What to produce. Please copy the entries below word for word, everything from the line containing "Q: In the photo above, mark the baked" down to the line containing "x=575, y=511", with both of those lines included.

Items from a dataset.
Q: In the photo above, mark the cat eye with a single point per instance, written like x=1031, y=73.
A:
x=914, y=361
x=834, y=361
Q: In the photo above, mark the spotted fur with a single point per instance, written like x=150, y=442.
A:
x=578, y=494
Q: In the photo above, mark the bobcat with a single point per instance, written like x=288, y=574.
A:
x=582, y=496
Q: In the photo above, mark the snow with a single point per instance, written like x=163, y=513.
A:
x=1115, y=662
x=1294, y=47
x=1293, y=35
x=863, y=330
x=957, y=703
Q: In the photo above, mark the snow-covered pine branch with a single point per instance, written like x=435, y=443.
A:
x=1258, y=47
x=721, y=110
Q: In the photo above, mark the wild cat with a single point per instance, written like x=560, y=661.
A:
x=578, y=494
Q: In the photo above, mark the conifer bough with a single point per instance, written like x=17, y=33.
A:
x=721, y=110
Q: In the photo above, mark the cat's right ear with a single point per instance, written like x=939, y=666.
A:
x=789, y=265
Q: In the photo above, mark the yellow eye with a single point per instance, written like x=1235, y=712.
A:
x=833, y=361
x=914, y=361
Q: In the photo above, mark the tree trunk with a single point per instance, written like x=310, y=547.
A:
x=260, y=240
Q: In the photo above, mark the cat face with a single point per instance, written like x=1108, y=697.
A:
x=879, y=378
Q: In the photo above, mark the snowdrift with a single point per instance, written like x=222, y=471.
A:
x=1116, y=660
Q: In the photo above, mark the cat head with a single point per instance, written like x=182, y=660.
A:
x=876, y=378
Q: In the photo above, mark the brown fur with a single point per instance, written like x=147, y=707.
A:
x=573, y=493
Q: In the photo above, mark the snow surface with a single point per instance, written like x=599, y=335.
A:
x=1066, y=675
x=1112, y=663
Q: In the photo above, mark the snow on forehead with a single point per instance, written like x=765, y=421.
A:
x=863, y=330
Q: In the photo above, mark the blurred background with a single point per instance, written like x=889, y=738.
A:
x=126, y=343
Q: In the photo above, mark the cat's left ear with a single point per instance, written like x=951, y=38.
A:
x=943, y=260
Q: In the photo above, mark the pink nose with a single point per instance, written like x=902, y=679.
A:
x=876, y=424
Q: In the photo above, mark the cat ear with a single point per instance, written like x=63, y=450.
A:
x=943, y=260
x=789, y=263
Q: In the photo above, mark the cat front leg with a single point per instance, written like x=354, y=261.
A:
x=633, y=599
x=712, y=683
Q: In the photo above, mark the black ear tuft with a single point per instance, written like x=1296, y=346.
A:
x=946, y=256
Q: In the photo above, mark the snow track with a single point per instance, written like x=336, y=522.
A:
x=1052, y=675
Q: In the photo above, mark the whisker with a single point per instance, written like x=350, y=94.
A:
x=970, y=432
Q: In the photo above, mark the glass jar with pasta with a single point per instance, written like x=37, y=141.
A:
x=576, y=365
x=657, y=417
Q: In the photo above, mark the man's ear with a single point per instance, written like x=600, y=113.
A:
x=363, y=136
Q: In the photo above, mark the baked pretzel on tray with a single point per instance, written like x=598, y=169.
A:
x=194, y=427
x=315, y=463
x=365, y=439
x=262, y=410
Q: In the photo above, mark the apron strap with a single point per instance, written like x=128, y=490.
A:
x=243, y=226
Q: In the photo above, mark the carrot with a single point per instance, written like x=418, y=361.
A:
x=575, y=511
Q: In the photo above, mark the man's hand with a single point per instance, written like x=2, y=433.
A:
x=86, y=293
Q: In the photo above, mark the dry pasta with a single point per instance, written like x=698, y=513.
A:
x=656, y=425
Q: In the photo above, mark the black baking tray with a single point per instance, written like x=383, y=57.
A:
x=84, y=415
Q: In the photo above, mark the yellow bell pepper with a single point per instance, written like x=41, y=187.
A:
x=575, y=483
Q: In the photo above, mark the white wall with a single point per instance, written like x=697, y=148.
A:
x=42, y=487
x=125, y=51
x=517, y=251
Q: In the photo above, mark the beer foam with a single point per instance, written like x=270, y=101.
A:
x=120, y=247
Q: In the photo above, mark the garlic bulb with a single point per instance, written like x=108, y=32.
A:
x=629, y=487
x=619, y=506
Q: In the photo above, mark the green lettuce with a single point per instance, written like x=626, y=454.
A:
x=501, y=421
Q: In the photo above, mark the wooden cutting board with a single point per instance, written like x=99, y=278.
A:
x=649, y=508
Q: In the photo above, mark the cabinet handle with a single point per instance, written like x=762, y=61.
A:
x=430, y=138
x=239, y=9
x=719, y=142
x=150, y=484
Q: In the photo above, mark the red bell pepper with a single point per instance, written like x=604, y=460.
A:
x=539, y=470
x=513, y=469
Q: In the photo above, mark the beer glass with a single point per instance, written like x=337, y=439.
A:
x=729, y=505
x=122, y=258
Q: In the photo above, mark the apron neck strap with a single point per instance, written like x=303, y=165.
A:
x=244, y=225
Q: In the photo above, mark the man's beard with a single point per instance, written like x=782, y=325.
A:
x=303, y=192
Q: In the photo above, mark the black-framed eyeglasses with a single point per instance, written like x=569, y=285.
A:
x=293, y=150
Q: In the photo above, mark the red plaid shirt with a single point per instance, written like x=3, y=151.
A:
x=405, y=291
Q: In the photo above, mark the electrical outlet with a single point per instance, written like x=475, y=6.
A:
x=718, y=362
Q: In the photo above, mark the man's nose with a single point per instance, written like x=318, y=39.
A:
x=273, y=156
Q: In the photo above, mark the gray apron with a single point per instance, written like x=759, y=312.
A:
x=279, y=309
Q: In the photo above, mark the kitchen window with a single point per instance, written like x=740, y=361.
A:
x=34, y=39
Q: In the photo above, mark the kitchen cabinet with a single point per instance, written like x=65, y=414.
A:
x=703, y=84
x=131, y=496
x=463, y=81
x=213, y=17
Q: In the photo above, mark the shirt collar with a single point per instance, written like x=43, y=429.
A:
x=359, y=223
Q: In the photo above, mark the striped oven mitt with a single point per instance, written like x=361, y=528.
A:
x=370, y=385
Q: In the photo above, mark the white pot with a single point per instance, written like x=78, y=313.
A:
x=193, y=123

Task solution.
Q: In the photo above, mark the baked pretzel on tray with a single point per instance, written like x=598, y=169.
A:
x=194, y=427
x=315, y=463
x=365, y=439
x=262, y=410
Q: In the photo above, mark the apron strap with a single point per instance, written like x=128, y=490.
A:
x=243, y=226
Q: In the photo above, mark the carrot with a single point per instance, written like x=418, y=361.
A:
x=575, y=511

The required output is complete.